#### FRAGMENTO:
========================================

A comienzos del siglo XXI, Bolivia se perfilaba como la potencia gasífera regional. Pero la energía no era nuestra única oportunidad de desarrollo. Veamos.
El 4 de diciembre de 1991, el presidente de Estados Unidos, George Bush, expidió el Andean Trade Preference Act (ATPA, Ley de Preferencias Arancelarias Andinas), el componente comercial del programa de la Guerra contra las Drogas de aquel país. La Ley se hizo efectiva a partir de julio de 1992. Colombia y Bolivia fueron elegidas para ser beneficiarias del ATPA. Unos meses después Ecuador y Perú también serían incluidos en la lista.
El ATPA tenía como objetivo estimular las relaciones comerciales entre Estados Unidos y los países andinos para que estos salgan del circuito del narcotráfico.
Si consideramos que Estados Unidos es uno de los mayores compradores del mundo, estábamos hablando de una gran oportunidad para que las PYMES bolivianas diversifiquen sus productos y hagan crecer sus finanzas. De hecho, en 2006, el último año que el país formó parte del programa, los productores de textiles llegaron a vender un poco más de 30 millones de dólares. Según estimaciones del IBCE, las exportaciones de productos bolivianos a EEUU beneficiadas por el ATPDEA generaban por lo menos 40.000 empleos directos e indirectos. En resumen, los gobiernos «neoliberales» ―que tanto condenan los del Foro de Sao Paulo― tenían una política internacional enfocada al comercio, la paz y el desarrollo económico.

========================================

#### DATOS PROPORCIONADOS:

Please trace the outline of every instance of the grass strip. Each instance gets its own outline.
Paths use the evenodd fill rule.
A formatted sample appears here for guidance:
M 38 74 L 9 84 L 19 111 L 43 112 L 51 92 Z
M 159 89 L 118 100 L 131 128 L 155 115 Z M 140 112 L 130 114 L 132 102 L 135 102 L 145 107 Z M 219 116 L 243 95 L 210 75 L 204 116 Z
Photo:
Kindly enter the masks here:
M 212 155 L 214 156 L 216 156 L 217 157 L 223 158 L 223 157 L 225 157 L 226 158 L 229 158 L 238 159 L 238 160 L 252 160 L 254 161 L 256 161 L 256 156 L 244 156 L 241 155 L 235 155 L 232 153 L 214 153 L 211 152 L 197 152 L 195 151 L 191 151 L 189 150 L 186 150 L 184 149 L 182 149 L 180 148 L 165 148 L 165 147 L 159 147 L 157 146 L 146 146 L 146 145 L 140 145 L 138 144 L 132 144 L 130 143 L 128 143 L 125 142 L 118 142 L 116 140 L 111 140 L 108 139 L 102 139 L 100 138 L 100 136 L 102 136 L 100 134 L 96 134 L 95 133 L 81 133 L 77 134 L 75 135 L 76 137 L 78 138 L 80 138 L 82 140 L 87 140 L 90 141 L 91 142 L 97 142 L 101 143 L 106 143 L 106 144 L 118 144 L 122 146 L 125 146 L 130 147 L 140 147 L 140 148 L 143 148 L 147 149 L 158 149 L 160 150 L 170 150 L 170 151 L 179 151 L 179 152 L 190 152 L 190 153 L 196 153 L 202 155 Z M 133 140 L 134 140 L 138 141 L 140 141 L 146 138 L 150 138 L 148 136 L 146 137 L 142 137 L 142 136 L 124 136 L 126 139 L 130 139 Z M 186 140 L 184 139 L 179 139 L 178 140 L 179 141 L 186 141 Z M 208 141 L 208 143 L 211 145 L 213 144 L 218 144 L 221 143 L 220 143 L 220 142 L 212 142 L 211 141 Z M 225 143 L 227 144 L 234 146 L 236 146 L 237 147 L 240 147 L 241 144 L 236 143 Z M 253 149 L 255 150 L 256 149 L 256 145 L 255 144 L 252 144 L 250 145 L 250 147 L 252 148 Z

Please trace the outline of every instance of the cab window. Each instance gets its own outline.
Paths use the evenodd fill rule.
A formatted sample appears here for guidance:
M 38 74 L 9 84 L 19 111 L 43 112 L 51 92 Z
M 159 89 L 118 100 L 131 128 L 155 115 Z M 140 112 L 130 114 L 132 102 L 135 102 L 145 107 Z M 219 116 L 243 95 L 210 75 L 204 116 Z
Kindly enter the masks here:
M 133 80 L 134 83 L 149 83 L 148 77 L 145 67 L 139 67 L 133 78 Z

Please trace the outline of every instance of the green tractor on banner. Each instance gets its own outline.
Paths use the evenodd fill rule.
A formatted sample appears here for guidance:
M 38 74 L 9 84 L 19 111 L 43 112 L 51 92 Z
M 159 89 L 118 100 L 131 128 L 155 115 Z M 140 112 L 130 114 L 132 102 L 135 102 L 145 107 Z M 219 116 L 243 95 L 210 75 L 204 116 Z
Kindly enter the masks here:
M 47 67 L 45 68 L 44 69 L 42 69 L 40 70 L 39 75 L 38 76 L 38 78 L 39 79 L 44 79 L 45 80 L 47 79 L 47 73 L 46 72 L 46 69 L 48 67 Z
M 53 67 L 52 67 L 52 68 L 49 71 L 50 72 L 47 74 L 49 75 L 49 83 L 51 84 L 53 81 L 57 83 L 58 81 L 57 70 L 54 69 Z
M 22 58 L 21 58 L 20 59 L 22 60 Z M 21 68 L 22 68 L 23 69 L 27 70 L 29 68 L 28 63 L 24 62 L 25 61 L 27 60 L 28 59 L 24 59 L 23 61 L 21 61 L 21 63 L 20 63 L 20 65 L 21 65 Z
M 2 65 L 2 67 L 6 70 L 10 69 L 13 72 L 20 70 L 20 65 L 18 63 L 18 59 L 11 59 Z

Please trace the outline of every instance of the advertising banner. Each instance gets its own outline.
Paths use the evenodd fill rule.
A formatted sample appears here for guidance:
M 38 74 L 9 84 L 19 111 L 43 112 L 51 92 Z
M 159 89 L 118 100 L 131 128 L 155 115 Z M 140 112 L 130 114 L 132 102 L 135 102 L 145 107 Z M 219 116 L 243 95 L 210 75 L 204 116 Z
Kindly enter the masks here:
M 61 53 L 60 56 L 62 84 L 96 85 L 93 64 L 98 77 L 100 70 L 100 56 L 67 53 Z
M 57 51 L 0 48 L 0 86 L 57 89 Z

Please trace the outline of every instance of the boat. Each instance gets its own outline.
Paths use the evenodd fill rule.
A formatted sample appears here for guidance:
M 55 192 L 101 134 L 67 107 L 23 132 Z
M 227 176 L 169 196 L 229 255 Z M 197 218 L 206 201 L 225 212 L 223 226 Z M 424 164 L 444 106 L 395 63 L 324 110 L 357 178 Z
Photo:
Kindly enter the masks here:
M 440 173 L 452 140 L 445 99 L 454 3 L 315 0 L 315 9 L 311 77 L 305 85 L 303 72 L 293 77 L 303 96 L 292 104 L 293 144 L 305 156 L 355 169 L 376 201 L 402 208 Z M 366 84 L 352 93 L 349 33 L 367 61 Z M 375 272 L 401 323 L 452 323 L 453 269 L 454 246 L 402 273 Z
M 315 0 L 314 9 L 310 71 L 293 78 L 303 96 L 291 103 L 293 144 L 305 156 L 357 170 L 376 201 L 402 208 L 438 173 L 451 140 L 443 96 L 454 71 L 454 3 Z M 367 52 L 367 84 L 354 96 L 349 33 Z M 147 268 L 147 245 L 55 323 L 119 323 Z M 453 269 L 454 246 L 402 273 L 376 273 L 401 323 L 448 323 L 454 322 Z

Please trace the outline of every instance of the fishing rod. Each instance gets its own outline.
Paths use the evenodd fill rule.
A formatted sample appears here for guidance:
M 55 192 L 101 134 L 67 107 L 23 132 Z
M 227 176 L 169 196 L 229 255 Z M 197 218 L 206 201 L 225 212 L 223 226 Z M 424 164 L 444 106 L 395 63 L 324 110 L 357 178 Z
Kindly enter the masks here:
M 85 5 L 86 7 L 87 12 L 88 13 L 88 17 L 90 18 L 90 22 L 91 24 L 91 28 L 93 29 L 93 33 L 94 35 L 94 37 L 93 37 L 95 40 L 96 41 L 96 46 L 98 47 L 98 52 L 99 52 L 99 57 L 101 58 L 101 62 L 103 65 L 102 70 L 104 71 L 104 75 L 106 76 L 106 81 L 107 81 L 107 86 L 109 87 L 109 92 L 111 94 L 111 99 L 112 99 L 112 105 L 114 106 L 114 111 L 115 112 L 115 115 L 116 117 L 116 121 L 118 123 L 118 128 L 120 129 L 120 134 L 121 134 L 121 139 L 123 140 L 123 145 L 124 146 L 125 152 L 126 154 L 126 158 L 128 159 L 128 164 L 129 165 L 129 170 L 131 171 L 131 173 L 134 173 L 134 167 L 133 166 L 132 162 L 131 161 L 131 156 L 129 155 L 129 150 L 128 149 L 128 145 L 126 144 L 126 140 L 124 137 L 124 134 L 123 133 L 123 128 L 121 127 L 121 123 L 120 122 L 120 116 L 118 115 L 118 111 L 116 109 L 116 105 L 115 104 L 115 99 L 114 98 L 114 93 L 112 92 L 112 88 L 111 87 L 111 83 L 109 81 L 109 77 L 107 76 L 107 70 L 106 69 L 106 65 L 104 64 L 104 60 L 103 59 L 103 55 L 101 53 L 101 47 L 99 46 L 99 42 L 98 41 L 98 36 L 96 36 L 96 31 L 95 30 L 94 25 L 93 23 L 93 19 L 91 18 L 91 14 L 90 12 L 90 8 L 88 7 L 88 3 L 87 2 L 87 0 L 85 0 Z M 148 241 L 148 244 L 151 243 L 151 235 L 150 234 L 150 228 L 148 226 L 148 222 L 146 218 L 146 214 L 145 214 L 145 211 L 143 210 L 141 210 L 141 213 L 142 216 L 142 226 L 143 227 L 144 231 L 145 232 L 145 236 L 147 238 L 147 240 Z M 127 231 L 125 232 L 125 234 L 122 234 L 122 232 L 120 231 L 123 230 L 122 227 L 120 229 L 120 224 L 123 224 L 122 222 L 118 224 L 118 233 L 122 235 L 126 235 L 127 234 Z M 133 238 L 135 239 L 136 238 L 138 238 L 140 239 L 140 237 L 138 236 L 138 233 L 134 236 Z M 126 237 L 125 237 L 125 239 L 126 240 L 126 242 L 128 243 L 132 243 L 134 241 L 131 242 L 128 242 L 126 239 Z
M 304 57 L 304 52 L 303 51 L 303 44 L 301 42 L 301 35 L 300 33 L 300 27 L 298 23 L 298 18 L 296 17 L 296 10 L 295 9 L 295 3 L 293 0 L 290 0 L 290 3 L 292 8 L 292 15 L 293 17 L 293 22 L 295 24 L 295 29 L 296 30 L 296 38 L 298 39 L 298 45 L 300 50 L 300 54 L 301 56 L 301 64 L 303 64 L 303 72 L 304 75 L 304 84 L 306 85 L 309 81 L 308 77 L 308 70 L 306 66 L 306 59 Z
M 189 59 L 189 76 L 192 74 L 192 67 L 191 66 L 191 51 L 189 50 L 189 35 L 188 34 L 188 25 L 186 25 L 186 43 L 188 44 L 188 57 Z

========================================

#### INSTRUCCIONES DE TAREAS:
[A] Según el fragmento, ¿en qué fecha expidió George Bush el Andean Trade Preference Act?
[B] Continúa el fragmento sobre la Ley de Preferencias Arancelarias Andinas a partir de su última oración.

#### RESPUESTAS POR PUNTO:
[A] El 4 de diciembre de 1991.

[B]
No obstante, con el derrocamiento del presidente Gonzalo Sánchez de Lozada, además el asalto al poder de Evo Morales y sus secuaces, las relaciones internacionales bolivianas tomaron un peligroso rumbo antioccidental.
Al poco tiempo de su llegada la presidencia de Bolivia, Morales rompió relaciones con Israel y los Estados Unidos. Sin embargo, seamos claros en algo, un personaje tan poco culto como Evo, que hasta desconoce el uso del hilo dental, era incapaz de entender los elementos más básicos de economía o diplomacia internacional. La ruptura de las relaciones diplomáticas con las naciones arriba mencionadas fueron ordenadas desde La Habana, que desde los 90 es el nuevo cuartel general del crimen transnacional. Además, Fidel Castro también hizo que su delfín boliviano se ponga al servicio de la teocracia iraní. Acuerdos diplomáticos con condiciones muy extrañas para un personaje que dice luchar contra todas las imposiciones culturales y religiosas.
José Brechner, diplomático boliviano y experto en radicalismo islámico, en un artículo titulado, Progresa la incursión iraní en Latinoamérica, menciona lo siguiente:
«No hay que dejarse burlar por el cariño iraní hacia Sudamérica. Su verdadera meta es la conversión de las poblaciones autóctonas al Islam. Su apoyo político y económico es un disfraz para imponer su convicción religiosa, como está haciendo en la Ciudad de El Alto, colindante con La Paz, donde obligan a las enfermeras bolivianas a usar el atuendo islámico, en un diminuto y mediocre hospital que donó».
Parece que la frase: «Nosotros de pie, nunca de rodillas», que repiten los indigenistas bolivianos, no aplica en el caso del sometimiento a los ayatolas.
Musulmanes y socialistas no tienen nada en común, unos oran cinco veces al día, los otros se dividen entre ateos y amantes de la Pachamama. Los une, eso sí, un odio descomunal a la cultura occidental. En este caso aplica la frase «el enemigo de mi enemigo es mi amigo».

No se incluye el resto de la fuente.